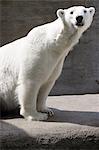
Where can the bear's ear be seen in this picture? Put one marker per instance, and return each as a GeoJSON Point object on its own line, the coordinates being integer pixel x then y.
{"type": "Point", "coordinates": [60, 13]}
{"type": "Point", "coordinates": [92, 10]}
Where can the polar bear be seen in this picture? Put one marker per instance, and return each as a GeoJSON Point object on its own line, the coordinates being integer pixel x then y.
{"type": "Point", "coordinates": [30, 66]}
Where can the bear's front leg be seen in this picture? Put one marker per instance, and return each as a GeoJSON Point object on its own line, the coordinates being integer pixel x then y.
{"type": "Point", "coordinates": [27, 94]}
{"type": "Point", "coordinates": [42, 96]}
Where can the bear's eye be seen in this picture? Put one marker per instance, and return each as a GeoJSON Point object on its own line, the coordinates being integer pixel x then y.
{"type": "Point", "coordinates": [71, 12]}
{"type": "Point", "coordinates": [85, 11]}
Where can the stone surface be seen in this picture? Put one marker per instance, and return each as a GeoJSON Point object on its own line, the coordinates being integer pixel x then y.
{"type": "Point", "coordinates": [81, 69]}
{"type": "Point", "coordinates": [75, 126]}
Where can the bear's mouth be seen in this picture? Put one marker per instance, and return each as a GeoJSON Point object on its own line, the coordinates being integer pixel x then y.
{"type": "Point", "coordinates": [79, 24]}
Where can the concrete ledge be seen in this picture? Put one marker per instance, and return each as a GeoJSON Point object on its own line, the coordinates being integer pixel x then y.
{"type": "Point", "coordinates": [75, 125]}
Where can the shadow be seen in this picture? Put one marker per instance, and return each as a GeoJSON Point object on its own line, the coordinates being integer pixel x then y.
{"type": "Point", "coordinates": [76, 117]}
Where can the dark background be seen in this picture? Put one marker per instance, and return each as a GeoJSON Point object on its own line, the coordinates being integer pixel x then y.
{"type": "Point", "coordinates": [81, 69]}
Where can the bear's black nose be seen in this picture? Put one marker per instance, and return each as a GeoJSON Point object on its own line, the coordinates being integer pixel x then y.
{"type": "Point", "coordinates": [79, 19]}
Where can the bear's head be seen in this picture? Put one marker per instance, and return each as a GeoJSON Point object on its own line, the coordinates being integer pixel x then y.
{"type": "Point", "coordinates": [78, 16]}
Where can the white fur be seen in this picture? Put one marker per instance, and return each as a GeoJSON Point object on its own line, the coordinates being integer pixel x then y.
{"type": "Point", "coordinates": [30, 66]}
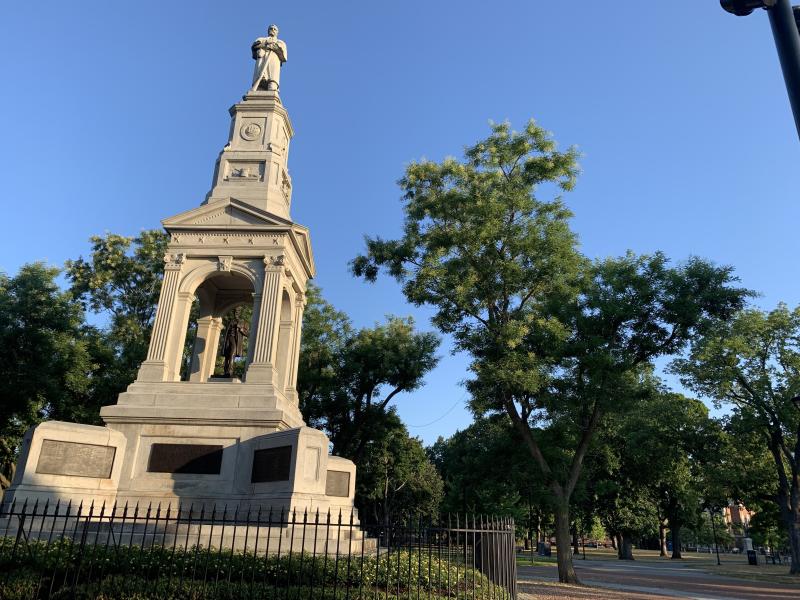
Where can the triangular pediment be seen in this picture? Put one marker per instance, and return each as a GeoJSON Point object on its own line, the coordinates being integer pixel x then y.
{"type": "Point", "coordinates": [222, 214]}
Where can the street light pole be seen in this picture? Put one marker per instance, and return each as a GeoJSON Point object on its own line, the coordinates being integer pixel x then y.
{"type": "Point", "coordinates": [714, 530]}
{"type": "Point", "coordinates": [787, 42]}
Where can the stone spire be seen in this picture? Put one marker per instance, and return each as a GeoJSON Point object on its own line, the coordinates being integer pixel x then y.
{"type": "Point", "coordinates": [252, 167]}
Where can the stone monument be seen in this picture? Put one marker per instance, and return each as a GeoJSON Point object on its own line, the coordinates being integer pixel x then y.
{"type": "Point", "coordinates": [212, 440]}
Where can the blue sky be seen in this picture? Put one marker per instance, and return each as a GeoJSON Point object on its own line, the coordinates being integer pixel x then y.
{"type": "Point", "coordinates": [112, 114]}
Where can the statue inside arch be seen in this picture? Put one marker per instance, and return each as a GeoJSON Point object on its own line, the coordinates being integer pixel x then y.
{"type": "Point", "coordinates": [233, 344]}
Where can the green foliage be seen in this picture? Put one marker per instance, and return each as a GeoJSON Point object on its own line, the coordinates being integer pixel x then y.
{"type": "Point", "coordinates": [44, 356]}
{"type": "Point", "coordinates": [121, 280]}
{"type": "Point", "coordinates": [555, 339]}
{"type": "Point", "coordinates": [752, 363]}
{"type": "Point", "coordinates": [347, 378]}
{"type": "Point", "coordinates": [468, 463]}
{"type": "Point", "coordinates": [133, 572]}
{"type": "Point", "coordinates": [396, 480]}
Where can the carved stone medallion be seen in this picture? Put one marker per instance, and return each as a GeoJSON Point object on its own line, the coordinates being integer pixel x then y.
{"type": "Point", "coordinates": [250, 131]}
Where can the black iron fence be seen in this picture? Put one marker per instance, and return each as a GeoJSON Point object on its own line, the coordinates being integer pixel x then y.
{"type": "Point", "coordinates": [62, 550]}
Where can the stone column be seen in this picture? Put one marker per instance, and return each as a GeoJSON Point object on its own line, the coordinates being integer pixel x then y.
{"type": "Point", "coordinates": [155, 367]}
{"type": "Point", "coordinates": [205, 347]}
{"type": "Point", "coordinates": [177, 336]}
{"type": "Point", "coordinates": [294, 355]}
{"type": "Point", "coordinates": [262, 367]}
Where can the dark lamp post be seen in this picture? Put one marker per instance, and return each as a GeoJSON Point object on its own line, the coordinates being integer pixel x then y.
{"type": "Point", "coordinates": [714, 531]}
{"type": "Point", "coordinates": [784, 22]}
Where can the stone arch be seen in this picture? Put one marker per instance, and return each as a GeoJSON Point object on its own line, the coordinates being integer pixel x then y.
{"type": "Point", "coordinates": [195, 277]}
{"type": "Point", "coordinates": [217, 292]}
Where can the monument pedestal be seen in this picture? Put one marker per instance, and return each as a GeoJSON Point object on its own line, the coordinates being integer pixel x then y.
{"type": "Point", "coordinates": [206, 443]}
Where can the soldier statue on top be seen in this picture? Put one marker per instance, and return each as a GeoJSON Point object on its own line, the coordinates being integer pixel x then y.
{"type": "Point", "coordinates": [269, 53]}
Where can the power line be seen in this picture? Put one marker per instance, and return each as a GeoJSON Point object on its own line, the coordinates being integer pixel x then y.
{"type": "Point", "coordinates": [449, 410]}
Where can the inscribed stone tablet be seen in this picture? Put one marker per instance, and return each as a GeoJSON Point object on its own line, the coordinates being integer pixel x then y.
{"type": "Point", "coordinates": [75, 459]}
{"type": "Point", "coordinates": [196, 459]}
{"type": "Point", "coordinates": [271, 464]}
{"type": "Point", "coordinates": [338, 484]}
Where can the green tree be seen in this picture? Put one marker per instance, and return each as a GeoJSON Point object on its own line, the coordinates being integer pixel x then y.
{"type": "Point", "coordinates": [553, 337]}
{"type": "Point", "coordinates": [44, 357]}
{"type": "Point", "coordinates": [396, 480]}
{"type": "Point", "coordinates": [121, 281]}
{"type": "Point", "coordinates": [468, 463]}
{"type": "Point", "coordinates": [348, 378]}
{"type": "Point", "coordinates": [752, 363]}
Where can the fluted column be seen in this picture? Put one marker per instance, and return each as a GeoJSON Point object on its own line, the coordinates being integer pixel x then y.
{"type": "Point", "coordinates": [294, 355]}
{"type": "Point", "coordinates": [154, 368]}
{"type": "Point", "coordinates": [205, 347]}
{"type": "Point", "coordinates": [262, 367]}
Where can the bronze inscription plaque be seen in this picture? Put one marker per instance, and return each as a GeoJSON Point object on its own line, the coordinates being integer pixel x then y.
{"type": "Point", "coordinates": [271, 464]}
{"type": "Point", "coordinates": [75, 459]}
{"type": "Point", "coordinates": [337, 484]}
{"type": "Point", "coordinates": [196, 459]}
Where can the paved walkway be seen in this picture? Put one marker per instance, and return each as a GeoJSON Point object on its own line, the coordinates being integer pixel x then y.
{"type": "Point", "coordinates": [649, 581]}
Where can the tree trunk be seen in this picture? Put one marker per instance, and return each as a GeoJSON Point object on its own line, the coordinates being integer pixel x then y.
{"type": "Point", "coordinates": [675, 530]}
{"type": "Point", "coordinates": [625, 551]}
{"type": "Point", "coordinates": [566, 570]}
{"type": "Point", "coordinates": [789, 515]}
{"type": "Point", "coordinates": [662, 538]}
{"type": "Point", "coordinates": [794, 544]}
========================================================================
### What needs to be done
Copy out exactly the lines from the line with "Where can the fluted" to the end of the listing, including both of those lines, and give nothing else.

### Answer for the task
Where can the fluted column be seen in this picture? Put one marker per instance, and return each as a GeoJSON Point object on its own line, the coordinates being integer pixel x then y.
{"type": "Point", "coordinates": [294, 355]}
{"type": "Point", "coordinates": [154, 368]}
{"type": "Point", "coordinates": [205, 347]}
{"type": "Point", "coordinates": [262, 367]}
Where can the bronze inscription plaque be seen in this picture? Put one marker per instance, and return each as a GeoJSON Point object on its own line, the coordinates being integer pixel x then y.
{"type": "Point", "coordinates": [271, 464]}
{"type": "Point", "coordinates": [75, 459]}
{"type": "Point", "coordinates": [337, 484]}
{"type": "Point", "coordinates": [196, 459]}
Where can the paved walkway be seen in this picture? Put one marker per instance, and return each as a GeoJSON Point object on its own line, the coordinates being integer pixel x then y.
{"type": "Point", "coordinates": [649, 581]}
Where can the tree trunk be seen in this picture? Put one marker per instance, and return each as a GeoJSON Point object on its own line, the coordinates being integer pixel x then y.
{"type": "Point", "coordinates": [675, 530]}
{"type": "Point", "coordinates": [625, 551]}
{"type": "Point", "coordinates": [566, 570]}
{"type": "Point", "coordinates": [789, 515]}
{"type": "Point", "coordinates": [662, 538]}
{"type": "Point", "coordinates": [794, 544]}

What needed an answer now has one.